Records from a data source
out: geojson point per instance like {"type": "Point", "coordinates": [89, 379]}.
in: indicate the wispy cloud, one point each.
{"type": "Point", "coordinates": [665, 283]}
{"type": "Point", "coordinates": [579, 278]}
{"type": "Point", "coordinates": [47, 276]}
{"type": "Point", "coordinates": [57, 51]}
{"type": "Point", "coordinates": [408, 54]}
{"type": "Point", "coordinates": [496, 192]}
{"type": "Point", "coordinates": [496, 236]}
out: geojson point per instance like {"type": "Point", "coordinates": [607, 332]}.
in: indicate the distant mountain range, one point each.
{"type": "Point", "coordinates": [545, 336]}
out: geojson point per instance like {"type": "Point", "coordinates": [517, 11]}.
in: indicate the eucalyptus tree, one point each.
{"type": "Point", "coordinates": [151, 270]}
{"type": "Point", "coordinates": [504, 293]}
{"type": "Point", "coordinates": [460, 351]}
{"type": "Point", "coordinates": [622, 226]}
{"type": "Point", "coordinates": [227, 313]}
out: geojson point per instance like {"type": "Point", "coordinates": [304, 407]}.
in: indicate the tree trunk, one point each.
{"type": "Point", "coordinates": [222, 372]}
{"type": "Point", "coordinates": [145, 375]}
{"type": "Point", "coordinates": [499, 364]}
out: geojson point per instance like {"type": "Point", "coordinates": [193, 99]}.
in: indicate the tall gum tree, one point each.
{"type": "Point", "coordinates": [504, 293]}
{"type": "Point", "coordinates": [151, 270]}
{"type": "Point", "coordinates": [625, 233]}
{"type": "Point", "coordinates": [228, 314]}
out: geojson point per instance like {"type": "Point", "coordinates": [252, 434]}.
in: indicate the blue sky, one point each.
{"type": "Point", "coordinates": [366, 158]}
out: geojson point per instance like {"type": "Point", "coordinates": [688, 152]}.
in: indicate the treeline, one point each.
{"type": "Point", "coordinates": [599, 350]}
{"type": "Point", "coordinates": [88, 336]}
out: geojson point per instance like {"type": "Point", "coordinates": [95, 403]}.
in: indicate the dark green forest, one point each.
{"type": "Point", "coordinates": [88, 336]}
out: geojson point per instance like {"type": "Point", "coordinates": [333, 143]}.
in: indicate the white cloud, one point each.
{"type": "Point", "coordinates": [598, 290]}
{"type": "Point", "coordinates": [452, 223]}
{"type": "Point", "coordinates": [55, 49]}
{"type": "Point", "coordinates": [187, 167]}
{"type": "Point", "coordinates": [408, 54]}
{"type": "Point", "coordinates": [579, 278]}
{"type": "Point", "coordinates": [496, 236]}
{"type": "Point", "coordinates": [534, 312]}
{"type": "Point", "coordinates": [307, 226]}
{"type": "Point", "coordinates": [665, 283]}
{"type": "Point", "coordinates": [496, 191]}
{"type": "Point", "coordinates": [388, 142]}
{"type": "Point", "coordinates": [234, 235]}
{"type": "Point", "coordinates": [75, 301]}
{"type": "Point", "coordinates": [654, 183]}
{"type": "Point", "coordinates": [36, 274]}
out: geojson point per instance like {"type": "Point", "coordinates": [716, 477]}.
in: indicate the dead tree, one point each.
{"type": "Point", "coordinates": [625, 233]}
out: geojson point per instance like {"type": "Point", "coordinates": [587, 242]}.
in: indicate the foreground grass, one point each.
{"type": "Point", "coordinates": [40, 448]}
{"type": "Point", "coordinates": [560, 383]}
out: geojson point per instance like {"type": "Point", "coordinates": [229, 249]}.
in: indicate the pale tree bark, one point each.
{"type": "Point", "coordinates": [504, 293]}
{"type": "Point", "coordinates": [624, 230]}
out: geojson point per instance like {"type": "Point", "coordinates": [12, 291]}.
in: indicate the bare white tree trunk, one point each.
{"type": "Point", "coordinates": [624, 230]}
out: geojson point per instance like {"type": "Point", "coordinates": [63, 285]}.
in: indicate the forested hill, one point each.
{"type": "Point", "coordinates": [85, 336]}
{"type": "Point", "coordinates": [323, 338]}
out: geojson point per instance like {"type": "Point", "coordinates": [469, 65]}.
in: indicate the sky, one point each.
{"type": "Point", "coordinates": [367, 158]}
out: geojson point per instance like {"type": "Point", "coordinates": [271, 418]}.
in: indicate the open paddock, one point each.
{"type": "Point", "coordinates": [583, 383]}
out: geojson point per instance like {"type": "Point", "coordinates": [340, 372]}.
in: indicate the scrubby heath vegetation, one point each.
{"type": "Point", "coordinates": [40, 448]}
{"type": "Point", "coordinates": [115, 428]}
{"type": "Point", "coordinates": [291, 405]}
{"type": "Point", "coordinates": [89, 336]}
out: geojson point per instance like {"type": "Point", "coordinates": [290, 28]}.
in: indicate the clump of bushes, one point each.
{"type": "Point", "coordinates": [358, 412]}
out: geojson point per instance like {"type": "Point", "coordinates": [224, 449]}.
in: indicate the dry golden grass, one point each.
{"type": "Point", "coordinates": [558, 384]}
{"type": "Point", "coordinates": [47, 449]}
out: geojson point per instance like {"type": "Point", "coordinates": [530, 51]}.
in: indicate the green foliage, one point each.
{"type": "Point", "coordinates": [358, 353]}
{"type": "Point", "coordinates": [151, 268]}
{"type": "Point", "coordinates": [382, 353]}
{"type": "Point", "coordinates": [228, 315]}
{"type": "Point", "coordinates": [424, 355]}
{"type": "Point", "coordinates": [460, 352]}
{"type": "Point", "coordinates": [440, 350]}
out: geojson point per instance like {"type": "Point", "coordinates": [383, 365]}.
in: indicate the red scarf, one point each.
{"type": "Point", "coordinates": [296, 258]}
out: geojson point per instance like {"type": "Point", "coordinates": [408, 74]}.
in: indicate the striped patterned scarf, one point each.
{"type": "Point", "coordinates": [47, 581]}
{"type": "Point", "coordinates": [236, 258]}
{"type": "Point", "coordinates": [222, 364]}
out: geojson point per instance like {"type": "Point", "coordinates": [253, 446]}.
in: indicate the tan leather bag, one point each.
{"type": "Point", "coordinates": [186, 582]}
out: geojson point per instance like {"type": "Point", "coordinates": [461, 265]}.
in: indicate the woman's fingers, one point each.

WHAT YOU NEED TO DO >> Each entry above is to be transcribed without alteration.

RESULT OF THIS TASK >>
out: geojson point per instance like {"type": "Point", "coordinates": [89, 379]}.
in: indicate the wispy cloud, one point each.
{"type": "Point", "coordinates": [665, 283]}
{"type": "Point", "coordinates": [579, 278]}
{"type": "Point", "coordinates": [47, 276]}
{"type": "Point", "coordinates": [57, 51]}
{"type": "Point", "coordinates": [408, 54]}
{"type": "Point", "coordinates": [496, 192]}
{"type": "Point", "coordinates": [496, 236]}
out: geojson point per instance like {"type": "Point", "coordinates": [607, 332]}.
in: indicate the distant mountain range, one point each.
{"type": "Point", "coordinates": [545, 336]}
out: geojson point per instance like {"type": "Point", "coordinates": [517, 11]}.
in: indicate the eucalyptus tree, one point each.
{"type": "Point", "coordinates": [151, 270]}
{"type": "Point", "coordinates": [504, 293]}
{"type": "Point", "coordinates": [460, 351]}
{"type": "Point", "coordinates": [622, 226]}
{"type": "Point", "coordinates": [227, 313]}
out: geojson point per instance like {"type": "Point", "coordinates": [304, 407]}.
in: indicate the tree trunk, one point each.
{"type": "Point", "coordinates": [222, 372]}
{"type": "Point", "coordinates": [145, 375]}
{"type": "Point", "coordinates": [499, 364]}
out: geojson point per instance like {"type": "Point", "coordinates": [193, 99]}.
in: indicate the tall gum tree, one point each.
{"type": "Point", "coordinates": [504, 293]}
{"type": "Point", "coordinates": [151, 270]}
{"type": "Point", "coordinates": [625, 233]}
{"type": "Point", "coordinates": [228, 314]}
out: geojson point per instance like {"type": "Point", "coordinates": [252, 434]}.
in: indicate the blue sky, one point each.
{"type": "Point", "coordinates": [366, 158]}
out: geojson point per instance like {"type": "Point", "coordinates": [688, 152]}.
in: indicate the treeline, one point each.
{"type": "Point", "coordinates": [599, 350]}
{"type": "Point", "coordinates": [88, 336]}
out: geojson point per instance like {"type": "Point", "coordinates": [95, 403]}.
in: indicate the dark green forest, one point each.
{"type": "Point", "coordinates": [88, 336]}
out: geojson point per instance like {"type": "Point", "coordinates": [333, 143]}.
in: indicate the white cloud, one point each.
{"type": "Point", "coordinates": [598, 290]}
{"type": "Point", "coordinates": [452, 223]}
{"type": "Point", "coordinates": [55, 49]}
{"type": "Point", "coordinates": [187, 167]}
{"type": "Point", "coordinates": [408, 54]}
{"type": "Point", "coordinates": [579, 278]}
{"type": "Point", "coordinates": [496, 236]}
{"type": "Point", "coordinates": [534, 312]}
{"type": "Point", "coordinates": [307, 226]}
{"type": "Point", "coordinates": [665, 283]}
{"type": "Point", "coordinates": [496, 191]}
{"type": "Point", "coordinates": [388, 142]}
{"type": "Point", "coordinates": [234, 235]}
{"type": "Point", "coordinates": [75, 301]}
{"type": "Point", "coordinates": [654, 183]}
{"type": "Point", "coordinates": [36, 274]}
out: geojson point per instance like {"type": "Point", "coordinates": [716, 477]}.
in: indicate the dead tree, one point each.
{"type": "Point", "coordinates": [625, 233]}
out: geojson point per instance like {"type": "Point", "coordinates": [587, 242]}.
in: indicate the foreground grass, one point each.
{"type": "Point", "coordinates": [40, 448]}
{"type": "Point", "coordinates": [560, 383]}
out: geojson point per instance like {"type": "Point", "coordinates": [229, 249]}.
in: indicate the pale tree bark, one point each.
{"type": "Point", "coordinates": [504, 293]}
{"type": "Point", "coordinates": [624, 230]}
out: geojson point per instance like {"type": "Point", "coordinates": [12, 291]}.
in: indicate the bare white tree trunk, one point each.
{"type": "Point", "coordinates": [624, 230]}
out: geojson point per instance like {"type": "Point", "coordinates": [63, 285]}.
in: indicate the forested hill, one point each.
{"type": "Point", "coordinates": [85, 336]}
{"type": "Point", "coordinates": [323, 338]}
out: geojson point per instance like {"type": "Point", "coordinates": [469, 65]}.
in: indicate the sky, one point each.
{"type": "Point", "coordinates": [367, 158]}
out: geojson point per instance like {"type": "Point", "coordinates": [271, 418]}.
in: indicate the open paddock, one point each.
{"type": "Point", "coordinates": [583, 383]}
out: geojson point per instance like {"type": "Point", "coordinates": [340, 372]}.
in: indicate the scrubby heath vegetation, one point each.
{"type": "Point", "coordinates": [40, 448]}
{"type": "Point", "coordinates": [115, 428]}
{"type": "Point", "coordinates": [291, 405]}
{"type": "Point", "coordinates": [89, 336]}
out: geojson point per instance like {"type": "Point", "coordinates": [290, 28]}.
in: indicate the clump of bushes, one point each.
{"type": "Point", "coordinates": [358, 412]}
out: geojson point per instance like {"type": "Point", "coordinates": [224, 449]}.
in: indicate the dry golden grass, one point each.
{"type": "Point", "coordinates": [558, 384]}
{"type": "Point", "coordinates": [47, 449]}
out: geojson point per instance like {"type": "Point", "coordinates": [530, 51]}.
in: indicate the green foliage, one point each.
{"type": "Point", "coordinates": [358, 353]}
{"type": "Point", "coordinates": [151, 268]}
{"type": "Point", "coordinates": [382, 353]}
{"type": "Point", "coordinates": [228, 315]}
{"type": "Point", "coordinates": [424, 355]}
{"type": "Point", "coordinates": [460, 352]}
{"type": "Point", "coordinates": [440, 350]}
out: geojson point per instance like {"type": "Point", "coordinates": [383, 365]}.
in: indicate the red scarf, one point each.
{"type": "Point", "coordinates": [296, 258]}
out: geojson point per instance like {"type": "Point", "coordinates": [408, 74]}.
in: indicate the striped patterned scarf, one point each.
{"type": "Point", "coordinates": [47, 581]}
{"type": "Point", "coordinates": [236, 258]}
{"type": "Point", "coordinates": [222, 364]}
out: geojson point per instance like {"type": "Point", "coordinates": [253, 446]}.
in: indicate the tan leather bag, one point each.
{"type": "Point", "coordinates": [186, 582]}
out: geojson point per instance like {"type": "Point", "coordinates": [461, 265]}.
in: indicate the woman's fingers, one point each.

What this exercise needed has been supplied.